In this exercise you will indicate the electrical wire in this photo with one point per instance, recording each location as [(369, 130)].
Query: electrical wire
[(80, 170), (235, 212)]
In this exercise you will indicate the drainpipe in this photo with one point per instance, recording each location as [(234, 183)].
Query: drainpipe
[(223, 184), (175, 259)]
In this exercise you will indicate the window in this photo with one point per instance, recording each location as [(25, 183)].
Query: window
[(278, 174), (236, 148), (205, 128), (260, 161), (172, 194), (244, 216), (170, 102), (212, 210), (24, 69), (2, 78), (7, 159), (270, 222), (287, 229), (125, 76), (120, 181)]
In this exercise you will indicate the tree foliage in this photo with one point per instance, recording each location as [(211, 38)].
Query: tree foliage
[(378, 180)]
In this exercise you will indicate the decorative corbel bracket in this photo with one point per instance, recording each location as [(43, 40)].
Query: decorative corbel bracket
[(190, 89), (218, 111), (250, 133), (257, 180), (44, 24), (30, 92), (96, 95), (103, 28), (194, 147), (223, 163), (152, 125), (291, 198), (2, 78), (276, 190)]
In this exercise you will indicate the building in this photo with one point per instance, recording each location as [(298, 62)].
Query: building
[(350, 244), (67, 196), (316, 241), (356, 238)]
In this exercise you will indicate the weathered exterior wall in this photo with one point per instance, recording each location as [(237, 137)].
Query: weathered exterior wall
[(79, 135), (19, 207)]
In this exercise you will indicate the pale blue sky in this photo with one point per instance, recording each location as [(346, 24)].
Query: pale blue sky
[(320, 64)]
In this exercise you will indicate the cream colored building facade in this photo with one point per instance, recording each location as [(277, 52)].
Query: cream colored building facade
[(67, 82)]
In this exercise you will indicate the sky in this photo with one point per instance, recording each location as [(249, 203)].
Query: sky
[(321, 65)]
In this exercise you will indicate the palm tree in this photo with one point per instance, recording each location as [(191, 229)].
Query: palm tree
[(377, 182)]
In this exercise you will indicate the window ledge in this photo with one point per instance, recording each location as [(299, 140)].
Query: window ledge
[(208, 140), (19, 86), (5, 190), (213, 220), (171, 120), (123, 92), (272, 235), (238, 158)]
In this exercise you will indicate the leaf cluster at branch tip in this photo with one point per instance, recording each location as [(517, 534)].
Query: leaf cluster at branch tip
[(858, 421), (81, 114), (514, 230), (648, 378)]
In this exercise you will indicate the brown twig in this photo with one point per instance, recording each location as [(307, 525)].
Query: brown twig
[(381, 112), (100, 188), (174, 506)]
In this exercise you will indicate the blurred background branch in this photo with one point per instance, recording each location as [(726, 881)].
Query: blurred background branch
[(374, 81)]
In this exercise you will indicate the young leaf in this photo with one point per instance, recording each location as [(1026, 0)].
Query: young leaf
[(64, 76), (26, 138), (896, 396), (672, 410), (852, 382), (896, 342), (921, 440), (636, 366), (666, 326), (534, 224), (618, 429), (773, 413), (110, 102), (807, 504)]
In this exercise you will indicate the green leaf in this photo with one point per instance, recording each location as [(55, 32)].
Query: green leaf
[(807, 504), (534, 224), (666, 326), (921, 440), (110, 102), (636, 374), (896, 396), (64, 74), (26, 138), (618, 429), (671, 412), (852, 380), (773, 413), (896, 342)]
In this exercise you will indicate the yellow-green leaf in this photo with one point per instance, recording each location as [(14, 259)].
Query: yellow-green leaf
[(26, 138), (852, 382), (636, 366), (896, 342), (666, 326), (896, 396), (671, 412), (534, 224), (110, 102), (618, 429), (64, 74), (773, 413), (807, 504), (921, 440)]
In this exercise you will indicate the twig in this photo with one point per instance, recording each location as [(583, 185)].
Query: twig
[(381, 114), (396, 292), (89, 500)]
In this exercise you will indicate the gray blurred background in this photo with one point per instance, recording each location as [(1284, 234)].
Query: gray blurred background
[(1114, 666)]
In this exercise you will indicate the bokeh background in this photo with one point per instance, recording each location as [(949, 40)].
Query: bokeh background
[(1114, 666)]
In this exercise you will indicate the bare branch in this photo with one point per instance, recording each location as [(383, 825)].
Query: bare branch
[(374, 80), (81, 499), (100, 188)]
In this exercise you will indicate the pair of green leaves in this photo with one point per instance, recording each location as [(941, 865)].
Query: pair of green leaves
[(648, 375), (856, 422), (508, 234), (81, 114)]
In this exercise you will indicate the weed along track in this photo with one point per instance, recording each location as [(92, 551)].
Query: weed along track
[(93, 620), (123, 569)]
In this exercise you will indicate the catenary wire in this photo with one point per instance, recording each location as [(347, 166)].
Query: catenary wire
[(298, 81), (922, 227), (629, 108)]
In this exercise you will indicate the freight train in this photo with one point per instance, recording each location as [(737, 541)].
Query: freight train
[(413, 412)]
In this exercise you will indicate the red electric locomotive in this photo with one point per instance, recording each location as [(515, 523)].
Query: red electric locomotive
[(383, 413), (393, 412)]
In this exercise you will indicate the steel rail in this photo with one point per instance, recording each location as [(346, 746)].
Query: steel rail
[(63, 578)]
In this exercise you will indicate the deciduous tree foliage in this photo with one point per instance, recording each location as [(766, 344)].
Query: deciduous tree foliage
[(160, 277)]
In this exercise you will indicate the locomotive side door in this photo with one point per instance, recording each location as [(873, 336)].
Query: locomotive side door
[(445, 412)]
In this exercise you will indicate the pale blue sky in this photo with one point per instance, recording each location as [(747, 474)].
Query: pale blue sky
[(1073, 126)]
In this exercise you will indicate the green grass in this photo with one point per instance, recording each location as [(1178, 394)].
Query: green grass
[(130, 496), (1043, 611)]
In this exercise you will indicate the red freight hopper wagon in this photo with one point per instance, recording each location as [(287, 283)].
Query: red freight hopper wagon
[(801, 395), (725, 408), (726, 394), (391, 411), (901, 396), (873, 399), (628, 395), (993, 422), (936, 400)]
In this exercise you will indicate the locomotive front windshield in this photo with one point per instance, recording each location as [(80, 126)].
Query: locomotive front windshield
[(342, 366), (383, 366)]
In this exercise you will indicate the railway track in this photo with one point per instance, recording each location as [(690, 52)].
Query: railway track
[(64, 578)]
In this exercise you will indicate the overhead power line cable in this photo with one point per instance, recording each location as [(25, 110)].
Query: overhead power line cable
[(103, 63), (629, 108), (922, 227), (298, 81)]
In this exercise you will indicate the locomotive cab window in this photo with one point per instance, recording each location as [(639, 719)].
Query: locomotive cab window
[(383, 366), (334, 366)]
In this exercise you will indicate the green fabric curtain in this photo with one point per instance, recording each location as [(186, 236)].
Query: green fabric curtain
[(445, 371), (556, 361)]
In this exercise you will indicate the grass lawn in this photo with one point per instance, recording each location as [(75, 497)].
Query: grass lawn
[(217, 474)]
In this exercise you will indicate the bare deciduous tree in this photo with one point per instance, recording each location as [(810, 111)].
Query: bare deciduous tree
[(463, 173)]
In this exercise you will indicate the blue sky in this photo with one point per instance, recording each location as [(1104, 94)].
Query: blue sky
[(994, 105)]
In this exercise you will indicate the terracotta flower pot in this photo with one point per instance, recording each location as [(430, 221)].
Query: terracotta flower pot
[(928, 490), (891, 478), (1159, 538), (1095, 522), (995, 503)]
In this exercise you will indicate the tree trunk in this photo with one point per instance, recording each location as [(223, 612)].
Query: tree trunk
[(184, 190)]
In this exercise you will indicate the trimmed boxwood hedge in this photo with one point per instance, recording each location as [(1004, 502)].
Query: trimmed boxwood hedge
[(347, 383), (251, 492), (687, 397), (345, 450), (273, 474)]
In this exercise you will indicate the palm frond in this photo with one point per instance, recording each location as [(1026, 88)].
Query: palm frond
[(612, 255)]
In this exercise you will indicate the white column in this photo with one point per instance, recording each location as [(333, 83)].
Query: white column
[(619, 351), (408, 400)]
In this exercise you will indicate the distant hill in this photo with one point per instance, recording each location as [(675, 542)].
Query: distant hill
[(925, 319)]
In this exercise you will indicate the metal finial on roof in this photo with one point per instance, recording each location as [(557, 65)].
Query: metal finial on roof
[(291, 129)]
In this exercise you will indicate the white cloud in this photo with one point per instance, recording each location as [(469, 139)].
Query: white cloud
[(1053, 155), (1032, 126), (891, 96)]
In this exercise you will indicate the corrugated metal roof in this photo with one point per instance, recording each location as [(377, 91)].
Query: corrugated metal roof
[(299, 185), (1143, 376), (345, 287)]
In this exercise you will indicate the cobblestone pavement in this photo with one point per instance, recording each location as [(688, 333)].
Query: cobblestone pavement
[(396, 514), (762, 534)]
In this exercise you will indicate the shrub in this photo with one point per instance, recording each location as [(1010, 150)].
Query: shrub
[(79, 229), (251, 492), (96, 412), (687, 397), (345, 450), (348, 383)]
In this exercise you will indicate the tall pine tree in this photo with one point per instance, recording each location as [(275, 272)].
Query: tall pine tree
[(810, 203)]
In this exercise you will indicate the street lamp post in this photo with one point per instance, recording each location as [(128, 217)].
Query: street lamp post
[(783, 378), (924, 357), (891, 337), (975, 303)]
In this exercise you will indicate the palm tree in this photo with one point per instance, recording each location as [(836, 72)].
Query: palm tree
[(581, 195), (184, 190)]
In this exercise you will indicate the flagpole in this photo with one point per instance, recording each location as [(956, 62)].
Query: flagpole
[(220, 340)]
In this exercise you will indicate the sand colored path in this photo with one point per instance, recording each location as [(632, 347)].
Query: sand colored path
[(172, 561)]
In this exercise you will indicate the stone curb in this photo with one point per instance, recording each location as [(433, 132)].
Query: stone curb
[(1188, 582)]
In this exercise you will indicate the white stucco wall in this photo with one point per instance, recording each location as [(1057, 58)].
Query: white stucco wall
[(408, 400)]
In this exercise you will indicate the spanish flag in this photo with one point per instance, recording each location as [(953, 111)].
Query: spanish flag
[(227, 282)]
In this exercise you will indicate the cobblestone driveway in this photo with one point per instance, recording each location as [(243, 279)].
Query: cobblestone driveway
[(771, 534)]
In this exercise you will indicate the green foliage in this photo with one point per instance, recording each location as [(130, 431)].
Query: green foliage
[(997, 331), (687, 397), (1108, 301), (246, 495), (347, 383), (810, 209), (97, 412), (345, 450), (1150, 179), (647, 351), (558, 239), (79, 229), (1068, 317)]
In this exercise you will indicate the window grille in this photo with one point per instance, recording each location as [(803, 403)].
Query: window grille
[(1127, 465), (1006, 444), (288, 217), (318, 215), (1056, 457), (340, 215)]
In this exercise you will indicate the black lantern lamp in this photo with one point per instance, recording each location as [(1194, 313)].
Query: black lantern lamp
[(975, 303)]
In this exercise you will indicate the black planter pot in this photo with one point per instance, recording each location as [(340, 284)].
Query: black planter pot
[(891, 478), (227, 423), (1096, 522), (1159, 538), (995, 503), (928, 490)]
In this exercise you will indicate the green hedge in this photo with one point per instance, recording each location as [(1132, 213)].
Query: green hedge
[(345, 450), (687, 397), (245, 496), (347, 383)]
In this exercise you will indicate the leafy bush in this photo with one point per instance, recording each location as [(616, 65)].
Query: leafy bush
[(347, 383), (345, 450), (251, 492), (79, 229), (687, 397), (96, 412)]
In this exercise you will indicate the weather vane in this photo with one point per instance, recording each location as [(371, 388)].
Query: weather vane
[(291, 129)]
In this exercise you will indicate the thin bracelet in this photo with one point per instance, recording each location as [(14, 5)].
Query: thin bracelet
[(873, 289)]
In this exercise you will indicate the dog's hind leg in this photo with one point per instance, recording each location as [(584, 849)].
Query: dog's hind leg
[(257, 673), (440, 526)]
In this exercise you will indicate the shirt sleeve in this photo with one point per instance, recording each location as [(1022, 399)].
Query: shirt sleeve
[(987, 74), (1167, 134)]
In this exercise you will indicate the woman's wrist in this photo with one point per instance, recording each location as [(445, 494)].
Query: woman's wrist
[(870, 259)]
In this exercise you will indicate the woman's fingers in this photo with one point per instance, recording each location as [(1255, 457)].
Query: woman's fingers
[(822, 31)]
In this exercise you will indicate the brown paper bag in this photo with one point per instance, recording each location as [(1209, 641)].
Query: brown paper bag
= = = =
_WHAT NEEDS TO BE DONE_
Can you repeat the entries between the lines holding "In this exercise you will indicate the black planter" and "397), (96, 412)]", inclusive, switching "green hedge" to "boxwood shrub" and leaving everything else as it is?

_EXERCISE RESPONSE_
In this exercise you will indicate the black planter pot in this photo with one point per instance, recording each location as [(340, 284)].
Query: black planter pot
[(891, 478), (227, 423), (1096, 522), (1159, 538), (995, 503), (928, 490)]
In this exercise you will indicate the boxwood shrub in this photo with one point per instance, recording each location as [(1132, 213)].
Query: boxwood shrub
[(345, 450), (687, 397), (245, 496), (347, 383)]
In this exercise you will indicate the leafy bush in this photo with one point per instance, recording each location as [(616, 65)].
Query: leafy bush
[(347, 383), (345, 450), (251, 492), (79, 229), (687, 397), (96, 412)]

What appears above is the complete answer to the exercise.